■ **Requirement**
Reproduce the part of the passage on Cascade's finances that opens with the words "The hospital's CFO, Thomas" and closes with "on the hospital's.", word for word.

■ **Passage provided**
"""

Nine months into the 2007 fiscal year, Cascade's preliminary operating results showed a sharp drop in operating income from 2006. Three months later, the drop turned out to be twice as much as forecast. Operating income fell to $1.5 million in 2007 from $17.2 million in 2006. Moody's blamed the results in large part on an "alarming" jump in expenses and on reduced Medicaid and Medicare reimbursements.

The hospital's CFO, Thomas E. Safley, a long-time colleague of Diegel's, departed a few weeks into the new fiscal year, replaced within 10 days by interim CFO Michael McGinnis, an outside consultant. Diegel said he didn't fire the CFO. He said they "parted ways very amicably."

Moody's "concerns are realistic, and we take their comments very seriously," McGinnis said. As he and Diegel work to right the system's operations, they have to simultaneously address the impact of the national credit crunch on the hospital's.

Cascade's ARS auction failed shortly after Fitch Ratings downgraded the deal's insurer, Ambac Assurance Corp., triggering a 15% penalty rate for one week, McGinnis said. Subsequent auctions have cleared, but the system is still paying rates over 6%. At the end of March, the rate was 7.8%, up from about the 3.5% in December. The system plans to convert to the bonds to fixed-rate next month.

"That still leaves us with exposure to the variable-rate market, but it takes a part of our outstanding long-term debt and fixes the rate," he said. "It's certainly going to be higher than what we experienced over much of the lifespan of the auction-rate notes, but it's going to provide us with a little more stability and predictability."

"""

Data entries:
"""

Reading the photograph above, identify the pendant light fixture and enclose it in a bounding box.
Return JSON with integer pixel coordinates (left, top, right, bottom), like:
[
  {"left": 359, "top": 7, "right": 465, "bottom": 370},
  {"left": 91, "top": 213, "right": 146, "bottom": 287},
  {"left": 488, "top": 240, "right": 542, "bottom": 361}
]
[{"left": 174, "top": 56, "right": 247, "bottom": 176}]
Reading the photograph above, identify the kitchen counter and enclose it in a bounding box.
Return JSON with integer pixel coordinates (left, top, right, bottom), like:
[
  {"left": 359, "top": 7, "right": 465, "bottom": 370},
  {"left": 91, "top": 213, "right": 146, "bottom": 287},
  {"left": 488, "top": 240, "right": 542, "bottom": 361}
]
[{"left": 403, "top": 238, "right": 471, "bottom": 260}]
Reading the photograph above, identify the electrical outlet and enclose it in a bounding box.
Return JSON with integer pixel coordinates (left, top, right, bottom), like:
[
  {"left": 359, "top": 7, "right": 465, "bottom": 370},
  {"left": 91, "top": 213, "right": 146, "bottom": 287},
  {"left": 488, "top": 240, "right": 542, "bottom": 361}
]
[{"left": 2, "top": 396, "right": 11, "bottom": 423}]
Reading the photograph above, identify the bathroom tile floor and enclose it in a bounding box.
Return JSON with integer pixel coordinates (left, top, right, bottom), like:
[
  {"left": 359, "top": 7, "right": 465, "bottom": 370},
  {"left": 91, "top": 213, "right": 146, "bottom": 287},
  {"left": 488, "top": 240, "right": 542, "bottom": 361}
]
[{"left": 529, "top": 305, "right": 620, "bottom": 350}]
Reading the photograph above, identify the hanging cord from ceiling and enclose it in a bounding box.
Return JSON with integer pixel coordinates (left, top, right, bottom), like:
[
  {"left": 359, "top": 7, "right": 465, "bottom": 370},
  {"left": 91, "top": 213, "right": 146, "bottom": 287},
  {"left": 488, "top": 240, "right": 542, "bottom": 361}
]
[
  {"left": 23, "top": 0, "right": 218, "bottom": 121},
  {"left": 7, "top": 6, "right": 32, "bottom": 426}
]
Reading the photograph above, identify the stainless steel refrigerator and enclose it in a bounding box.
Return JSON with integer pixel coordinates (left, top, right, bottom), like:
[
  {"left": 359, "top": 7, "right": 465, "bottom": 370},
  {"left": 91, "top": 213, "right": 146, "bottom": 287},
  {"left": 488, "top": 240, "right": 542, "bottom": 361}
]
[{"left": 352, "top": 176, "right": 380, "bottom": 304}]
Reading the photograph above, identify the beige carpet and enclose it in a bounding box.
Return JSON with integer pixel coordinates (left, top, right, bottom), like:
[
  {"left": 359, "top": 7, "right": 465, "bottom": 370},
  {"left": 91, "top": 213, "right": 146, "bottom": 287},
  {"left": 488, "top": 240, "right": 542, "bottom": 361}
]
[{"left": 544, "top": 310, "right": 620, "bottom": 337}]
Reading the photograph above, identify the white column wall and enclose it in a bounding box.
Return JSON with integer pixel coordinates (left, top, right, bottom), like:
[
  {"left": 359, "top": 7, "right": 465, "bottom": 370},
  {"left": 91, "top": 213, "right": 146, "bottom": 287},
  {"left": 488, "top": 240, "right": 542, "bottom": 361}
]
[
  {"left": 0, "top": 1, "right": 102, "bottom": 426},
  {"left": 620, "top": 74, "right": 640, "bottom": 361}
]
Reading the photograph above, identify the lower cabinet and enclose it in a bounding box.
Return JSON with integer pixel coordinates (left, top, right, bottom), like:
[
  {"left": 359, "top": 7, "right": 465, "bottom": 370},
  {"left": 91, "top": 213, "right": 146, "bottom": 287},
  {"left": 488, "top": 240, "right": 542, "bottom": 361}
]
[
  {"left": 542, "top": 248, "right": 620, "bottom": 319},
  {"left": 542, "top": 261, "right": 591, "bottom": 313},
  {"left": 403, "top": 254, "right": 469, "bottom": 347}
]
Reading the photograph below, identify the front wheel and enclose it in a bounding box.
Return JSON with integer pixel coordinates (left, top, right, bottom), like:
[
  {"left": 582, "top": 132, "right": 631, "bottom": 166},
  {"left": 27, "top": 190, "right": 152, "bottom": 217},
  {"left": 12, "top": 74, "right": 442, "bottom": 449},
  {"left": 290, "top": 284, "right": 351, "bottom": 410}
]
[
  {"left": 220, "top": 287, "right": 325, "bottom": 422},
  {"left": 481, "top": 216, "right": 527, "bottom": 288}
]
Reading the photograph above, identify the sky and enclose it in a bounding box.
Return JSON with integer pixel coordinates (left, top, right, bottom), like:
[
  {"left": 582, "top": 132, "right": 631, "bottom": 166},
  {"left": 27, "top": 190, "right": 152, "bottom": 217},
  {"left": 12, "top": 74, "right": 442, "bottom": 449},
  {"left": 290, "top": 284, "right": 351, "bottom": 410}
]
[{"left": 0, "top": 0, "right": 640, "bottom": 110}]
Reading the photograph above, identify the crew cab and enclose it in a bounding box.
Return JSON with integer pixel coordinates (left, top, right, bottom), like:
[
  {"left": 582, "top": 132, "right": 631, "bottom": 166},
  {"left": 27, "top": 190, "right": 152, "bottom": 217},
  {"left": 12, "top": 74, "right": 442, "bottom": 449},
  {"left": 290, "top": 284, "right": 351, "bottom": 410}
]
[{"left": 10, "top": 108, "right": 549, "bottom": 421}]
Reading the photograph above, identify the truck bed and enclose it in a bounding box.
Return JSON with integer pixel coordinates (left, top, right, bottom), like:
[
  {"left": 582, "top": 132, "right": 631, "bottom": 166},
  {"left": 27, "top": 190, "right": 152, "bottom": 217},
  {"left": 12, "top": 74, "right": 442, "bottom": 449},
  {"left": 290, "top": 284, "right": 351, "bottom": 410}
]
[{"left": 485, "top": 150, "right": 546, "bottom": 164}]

"""

■ **Result for this exercise**
The hospital's CFO, Thomas E. Safley, a long-time colleague of Diegel's, departed a few weeks into the new fiscal year, replaced within 10 days by interim CFO Michael McGinnis, an outside consultant. Diegel said he didn't fire the CFO. He said they "parted ways very amicably."

Moody's "concerns are realistic, and we take their comments very seriously," McGinnis said. As he and Diegel work to right the system's operations, they have to simultaneously address the impact of the national credit crunch on the hospital's.